■ **DIRECTIVE**: Rewrite the lines below as a numbered list, omitting any blank lines.

■ **EXCERPTED DATA**:
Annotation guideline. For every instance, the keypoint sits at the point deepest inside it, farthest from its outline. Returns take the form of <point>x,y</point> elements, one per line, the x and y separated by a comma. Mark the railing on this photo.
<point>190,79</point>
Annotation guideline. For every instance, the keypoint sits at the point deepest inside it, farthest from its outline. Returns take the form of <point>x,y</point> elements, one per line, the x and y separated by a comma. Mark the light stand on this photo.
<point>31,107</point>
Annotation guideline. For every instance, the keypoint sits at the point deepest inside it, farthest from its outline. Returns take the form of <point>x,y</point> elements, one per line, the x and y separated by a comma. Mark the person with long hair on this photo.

■ **RESULT OF THIS TASK**:
1. Annotation guideline. For every instance, the keypoint sits at the point deepest inside it, farthest from its outline. Returns take the form of <point>x,y</point> elements, one per line, the x and y separated by a comma. Mark the railing on this photo.
2. <point>190,79</point>
3. Annotation guideline. For every instance, the keypoint sits at the point deepest inside it, farthest from its outline. Returns take the form of <point>x,y</point> elements, one per line, the x and y separated by a comma. Mark the light stand on this photo.
4. <point>31,107</point>
5. Annotation guideline. For every instance, the keypoint sits at the point deepest inside it, farthest from its outline. Returns take the form of <point>x,y</point> elements, one per line, the x and y separated by a comma. Mark the person with long hair on this photo.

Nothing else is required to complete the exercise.